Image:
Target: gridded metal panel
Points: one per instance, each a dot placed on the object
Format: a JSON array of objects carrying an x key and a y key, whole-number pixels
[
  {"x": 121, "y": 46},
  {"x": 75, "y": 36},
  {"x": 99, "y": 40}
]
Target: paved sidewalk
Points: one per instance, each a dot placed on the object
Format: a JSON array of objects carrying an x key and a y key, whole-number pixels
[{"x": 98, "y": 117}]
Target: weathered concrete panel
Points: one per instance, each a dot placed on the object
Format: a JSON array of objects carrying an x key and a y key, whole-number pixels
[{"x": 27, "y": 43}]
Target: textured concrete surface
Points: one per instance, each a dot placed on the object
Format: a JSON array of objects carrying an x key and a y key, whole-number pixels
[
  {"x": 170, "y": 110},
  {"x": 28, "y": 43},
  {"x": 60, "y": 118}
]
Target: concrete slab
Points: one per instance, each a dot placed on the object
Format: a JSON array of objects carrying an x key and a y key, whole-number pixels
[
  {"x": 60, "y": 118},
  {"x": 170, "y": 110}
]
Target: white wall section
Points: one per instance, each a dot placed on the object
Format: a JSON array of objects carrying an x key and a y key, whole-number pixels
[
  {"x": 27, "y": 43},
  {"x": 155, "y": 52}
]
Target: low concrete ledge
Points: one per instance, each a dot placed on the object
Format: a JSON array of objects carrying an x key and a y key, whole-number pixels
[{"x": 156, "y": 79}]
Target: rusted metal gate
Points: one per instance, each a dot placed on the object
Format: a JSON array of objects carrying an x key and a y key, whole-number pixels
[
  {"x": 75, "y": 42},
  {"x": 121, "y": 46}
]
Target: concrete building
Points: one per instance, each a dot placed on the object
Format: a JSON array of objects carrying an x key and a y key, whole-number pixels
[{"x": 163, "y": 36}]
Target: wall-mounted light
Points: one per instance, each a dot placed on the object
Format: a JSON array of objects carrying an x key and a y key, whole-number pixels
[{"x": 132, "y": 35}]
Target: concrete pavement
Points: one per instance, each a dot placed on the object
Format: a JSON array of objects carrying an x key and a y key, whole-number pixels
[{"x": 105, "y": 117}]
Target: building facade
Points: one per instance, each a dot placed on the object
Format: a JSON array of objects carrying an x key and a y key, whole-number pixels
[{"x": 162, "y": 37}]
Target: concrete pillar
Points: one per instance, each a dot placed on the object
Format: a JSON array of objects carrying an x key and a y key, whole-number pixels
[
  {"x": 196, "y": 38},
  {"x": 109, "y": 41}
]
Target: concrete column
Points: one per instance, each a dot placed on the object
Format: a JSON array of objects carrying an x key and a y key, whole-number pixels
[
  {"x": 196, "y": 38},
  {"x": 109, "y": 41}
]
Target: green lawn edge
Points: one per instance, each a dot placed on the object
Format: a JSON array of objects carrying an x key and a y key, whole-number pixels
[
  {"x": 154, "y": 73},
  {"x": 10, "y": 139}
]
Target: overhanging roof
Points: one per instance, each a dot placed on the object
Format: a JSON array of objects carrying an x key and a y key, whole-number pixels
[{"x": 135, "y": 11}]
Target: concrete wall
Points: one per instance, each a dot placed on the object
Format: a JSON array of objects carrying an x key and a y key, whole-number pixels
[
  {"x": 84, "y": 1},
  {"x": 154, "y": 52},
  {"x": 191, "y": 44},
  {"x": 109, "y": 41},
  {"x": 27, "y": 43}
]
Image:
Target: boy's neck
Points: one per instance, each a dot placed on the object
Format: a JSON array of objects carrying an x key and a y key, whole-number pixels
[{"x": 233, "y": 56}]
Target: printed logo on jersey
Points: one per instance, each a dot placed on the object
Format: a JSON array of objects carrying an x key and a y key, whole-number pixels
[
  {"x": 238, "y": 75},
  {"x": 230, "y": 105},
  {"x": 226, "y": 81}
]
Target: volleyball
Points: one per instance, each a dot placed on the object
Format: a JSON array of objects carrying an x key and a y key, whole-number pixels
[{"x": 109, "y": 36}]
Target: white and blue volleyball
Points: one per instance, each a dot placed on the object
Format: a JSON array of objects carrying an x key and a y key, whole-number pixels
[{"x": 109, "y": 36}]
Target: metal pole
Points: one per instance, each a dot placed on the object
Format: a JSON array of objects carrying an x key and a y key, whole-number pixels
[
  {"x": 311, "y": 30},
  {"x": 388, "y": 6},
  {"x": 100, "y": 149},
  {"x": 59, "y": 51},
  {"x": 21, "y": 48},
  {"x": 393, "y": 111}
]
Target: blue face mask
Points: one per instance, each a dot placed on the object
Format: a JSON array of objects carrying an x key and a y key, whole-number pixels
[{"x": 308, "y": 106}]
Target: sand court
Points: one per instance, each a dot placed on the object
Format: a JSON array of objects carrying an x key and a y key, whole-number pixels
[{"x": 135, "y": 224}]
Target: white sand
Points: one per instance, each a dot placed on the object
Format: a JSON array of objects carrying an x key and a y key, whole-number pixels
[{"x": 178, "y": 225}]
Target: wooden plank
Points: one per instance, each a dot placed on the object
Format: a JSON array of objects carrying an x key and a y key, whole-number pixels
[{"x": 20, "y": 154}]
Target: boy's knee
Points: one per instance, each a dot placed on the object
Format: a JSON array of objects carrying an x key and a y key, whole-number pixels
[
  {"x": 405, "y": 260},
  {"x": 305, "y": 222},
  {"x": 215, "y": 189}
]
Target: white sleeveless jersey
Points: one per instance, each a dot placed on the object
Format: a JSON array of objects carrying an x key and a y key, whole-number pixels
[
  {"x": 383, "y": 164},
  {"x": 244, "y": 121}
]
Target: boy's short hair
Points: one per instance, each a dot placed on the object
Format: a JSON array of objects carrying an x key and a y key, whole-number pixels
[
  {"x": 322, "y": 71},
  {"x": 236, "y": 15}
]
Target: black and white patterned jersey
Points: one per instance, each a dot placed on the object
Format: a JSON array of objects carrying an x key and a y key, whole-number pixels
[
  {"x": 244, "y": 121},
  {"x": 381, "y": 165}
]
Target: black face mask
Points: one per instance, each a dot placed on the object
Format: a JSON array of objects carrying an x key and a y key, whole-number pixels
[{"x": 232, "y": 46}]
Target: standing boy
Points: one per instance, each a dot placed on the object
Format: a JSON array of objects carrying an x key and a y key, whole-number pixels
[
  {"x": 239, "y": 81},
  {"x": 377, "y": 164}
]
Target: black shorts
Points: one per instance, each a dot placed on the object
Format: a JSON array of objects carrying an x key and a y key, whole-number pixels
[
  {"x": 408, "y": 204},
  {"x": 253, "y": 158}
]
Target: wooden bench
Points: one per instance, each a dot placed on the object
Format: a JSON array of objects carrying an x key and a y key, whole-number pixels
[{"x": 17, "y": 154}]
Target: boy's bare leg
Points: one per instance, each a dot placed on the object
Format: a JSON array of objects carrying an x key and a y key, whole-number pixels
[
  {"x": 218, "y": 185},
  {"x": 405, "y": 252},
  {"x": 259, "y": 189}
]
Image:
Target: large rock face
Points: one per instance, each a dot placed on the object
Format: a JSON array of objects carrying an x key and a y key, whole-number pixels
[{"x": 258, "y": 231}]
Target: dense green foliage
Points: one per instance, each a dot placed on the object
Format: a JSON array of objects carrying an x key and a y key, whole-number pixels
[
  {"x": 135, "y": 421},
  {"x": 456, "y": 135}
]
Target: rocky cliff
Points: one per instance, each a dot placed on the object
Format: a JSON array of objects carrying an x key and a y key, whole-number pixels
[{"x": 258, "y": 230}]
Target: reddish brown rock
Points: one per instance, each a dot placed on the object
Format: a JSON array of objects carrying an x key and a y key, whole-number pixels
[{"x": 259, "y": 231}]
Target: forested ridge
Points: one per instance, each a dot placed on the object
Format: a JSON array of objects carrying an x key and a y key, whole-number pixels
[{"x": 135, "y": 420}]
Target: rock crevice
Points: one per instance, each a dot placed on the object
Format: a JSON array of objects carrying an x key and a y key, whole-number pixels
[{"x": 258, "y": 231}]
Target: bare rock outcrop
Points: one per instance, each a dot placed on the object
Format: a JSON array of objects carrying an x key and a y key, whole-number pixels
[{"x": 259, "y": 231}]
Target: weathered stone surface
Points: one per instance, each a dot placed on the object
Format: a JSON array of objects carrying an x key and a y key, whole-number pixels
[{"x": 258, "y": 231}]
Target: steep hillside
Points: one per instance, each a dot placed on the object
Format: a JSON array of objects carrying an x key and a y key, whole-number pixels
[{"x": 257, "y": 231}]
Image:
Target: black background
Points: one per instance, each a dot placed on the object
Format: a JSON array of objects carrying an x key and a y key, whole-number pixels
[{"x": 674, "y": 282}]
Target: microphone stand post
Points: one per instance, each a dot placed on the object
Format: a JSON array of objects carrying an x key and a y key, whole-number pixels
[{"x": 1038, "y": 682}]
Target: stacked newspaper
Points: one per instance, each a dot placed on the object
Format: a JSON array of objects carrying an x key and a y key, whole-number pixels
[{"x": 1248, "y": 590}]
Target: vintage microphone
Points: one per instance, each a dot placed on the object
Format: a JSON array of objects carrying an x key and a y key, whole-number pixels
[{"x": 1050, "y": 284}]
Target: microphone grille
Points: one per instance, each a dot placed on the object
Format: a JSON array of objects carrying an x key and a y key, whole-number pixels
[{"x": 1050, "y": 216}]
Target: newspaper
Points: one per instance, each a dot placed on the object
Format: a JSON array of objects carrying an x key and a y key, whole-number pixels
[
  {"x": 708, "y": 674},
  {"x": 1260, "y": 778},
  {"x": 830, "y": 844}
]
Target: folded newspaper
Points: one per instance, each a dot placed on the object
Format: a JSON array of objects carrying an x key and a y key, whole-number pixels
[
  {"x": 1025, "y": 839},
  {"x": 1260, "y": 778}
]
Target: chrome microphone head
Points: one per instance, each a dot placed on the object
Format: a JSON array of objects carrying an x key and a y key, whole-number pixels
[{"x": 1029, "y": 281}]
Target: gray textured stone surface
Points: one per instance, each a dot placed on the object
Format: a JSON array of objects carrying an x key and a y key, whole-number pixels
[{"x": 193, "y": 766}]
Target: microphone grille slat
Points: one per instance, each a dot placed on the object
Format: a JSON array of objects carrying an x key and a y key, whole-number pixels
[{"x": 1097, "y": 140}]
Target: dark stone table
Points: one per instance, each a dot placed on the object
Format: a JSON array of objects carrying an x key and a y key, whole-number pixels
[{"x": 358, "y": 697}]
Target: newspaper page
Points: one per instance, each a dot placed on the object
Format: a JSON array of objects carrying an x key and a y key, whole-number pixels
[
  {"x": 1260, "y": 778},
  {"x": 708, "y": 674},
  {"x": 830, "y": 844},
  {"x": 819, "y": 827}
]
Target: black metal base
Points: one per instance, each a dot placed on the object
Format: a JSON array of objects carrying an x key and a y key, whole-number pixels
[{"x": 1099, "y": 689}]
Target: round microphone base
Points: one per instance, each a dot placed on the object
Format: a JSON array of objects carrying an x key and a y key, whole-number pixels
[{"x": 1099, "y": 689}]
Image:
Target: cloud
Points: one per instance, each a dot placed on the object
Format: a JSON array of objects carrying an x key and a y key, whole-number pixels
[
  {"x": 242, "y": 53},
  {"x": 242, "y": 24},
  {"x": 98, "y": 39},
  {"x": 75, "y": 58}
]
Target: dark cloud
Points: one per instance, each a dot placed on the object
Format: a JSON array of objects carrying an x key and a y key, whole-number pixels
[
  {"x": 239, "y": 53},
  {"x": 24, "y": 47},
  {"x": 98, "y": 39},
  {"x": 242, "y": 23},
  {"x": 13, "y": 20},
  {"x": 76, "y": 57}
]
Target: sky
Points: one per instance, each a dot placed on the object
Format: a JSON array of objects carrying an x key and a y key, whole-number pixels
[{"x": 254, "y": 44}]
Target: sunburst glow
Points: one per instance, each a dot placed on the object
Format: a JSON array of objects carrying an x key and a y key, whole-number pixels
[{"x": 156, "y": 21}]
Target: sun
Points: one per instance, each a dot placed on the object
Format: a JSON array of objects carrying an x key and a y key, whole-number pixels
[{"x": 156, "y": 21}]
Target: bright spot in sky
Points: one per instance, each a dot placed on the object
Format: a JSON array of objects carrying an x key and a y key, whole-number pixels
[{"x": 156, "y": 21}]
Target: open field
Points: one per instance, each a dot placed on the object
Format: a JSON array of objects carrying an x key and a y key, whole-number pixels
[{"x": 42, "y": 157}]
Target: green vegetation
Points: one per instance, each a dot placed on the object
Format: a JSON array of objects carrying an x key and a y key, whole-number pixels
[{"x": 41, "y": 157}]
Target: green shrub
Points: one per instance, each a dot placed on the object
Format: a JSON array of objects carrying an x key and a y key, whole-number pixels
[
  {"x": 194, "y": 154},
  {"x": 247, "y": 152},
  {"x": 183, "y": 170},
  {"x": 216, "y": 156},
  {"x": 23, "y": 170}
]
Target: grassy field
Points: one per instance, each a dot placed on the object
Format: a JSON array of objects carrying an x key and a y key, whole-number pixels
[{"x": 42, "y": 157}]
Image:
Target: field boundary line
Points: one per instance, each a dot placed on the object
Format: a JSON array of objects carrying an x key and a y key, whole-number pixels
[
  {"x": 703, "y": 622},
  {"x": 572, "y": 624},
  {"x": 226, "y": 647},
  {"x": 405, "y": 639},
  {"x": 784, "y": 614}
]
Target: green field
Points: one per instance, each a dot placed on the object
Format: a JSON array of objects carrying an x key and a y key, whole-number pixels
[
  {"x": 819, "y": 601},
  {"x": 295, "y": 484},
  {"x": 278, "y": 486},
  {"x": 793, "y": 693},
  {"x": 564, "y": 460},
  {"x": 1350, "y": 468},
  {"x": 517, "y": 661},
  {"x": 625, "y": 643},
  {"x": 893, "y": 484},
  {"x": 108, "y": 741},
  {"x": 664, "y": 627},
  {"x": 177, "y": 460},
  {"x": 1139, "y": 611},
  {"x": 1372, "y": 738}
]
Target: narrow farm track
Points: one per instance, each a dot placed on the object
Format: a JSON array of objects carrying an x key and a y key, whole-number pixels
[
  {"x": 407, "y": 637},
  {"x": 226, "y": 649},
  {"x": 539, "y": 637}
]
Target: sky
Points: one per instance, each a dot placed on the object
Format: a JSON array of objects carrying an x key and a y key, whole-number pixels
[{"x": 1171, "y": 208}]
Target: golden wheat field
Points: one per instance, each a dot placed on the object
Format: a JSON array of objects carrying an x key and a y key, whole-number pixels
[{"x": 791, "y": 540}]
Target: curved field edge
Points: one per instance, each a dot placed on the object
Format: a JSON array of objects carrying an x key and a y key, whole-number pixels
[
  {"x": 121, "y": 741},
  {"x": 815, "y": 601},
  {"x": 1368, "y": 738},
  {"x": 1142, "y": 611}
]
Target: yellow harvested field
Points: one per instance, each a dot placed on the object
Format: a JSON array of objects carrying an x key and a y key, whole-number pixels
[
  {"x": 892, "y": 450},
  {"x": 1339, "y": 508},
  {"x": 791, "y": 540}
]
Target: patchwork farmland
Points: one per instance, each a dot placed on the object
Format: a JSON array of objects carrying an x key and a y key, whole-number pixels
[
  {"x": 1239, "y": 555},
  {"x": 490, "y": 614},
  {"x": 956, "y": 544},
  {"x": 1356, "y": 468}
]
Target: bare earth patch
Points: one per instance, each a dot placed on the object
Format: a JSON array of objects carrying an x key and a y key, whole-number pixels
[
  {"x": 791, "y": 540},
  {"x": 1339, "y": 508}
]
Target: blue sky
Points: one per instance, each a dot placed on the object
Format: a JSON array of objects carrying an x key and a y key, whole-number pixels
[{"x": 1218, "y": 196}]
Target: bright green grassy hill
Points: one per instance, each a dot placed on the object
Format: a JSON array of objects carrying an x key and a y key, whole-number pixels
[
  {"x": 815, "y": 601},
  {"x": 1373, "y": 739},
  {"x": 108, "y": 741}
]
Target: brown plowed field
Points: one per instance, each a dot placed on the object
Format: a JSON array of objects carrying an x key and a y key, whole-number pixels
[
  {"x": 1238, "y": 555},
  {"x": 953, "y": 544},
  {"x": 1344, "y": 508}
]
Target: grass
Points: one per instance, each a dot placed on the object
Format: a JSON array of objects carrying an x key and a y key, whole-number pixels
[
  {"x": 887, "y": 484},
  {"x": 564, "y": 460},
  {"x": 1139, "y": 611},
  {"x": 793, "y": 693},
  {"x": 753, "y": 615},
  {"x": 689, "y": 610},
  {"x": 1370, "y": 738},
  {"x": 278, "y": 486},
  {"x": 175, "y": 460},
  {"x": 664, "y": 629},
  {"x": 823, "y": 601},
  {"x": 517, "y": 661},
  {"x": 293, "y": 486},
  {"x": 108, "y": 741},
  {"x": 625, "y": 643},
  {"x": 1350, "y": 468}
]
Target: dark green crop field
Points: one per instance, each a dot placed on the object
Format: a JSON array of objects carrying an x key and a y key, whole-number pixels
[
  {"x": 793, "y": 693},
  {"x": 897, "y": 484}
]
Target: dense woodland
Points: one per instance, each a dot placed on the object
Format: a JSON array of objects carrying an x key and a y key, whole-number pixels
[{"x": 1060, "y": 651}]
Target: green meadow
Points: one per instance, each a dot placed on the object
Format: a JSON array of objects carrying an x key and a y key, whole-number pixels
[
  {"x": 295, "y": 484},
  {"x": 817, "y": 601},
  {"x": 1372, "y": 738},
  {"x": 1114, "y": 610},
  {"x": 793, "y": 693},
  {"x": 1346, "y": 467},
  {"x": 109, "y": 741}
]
----------------------------------------
=== Assigned task ===
Would you please work out how many lines of the data hold "grassy"? Reply with the number alone.

=== The completed task ===
2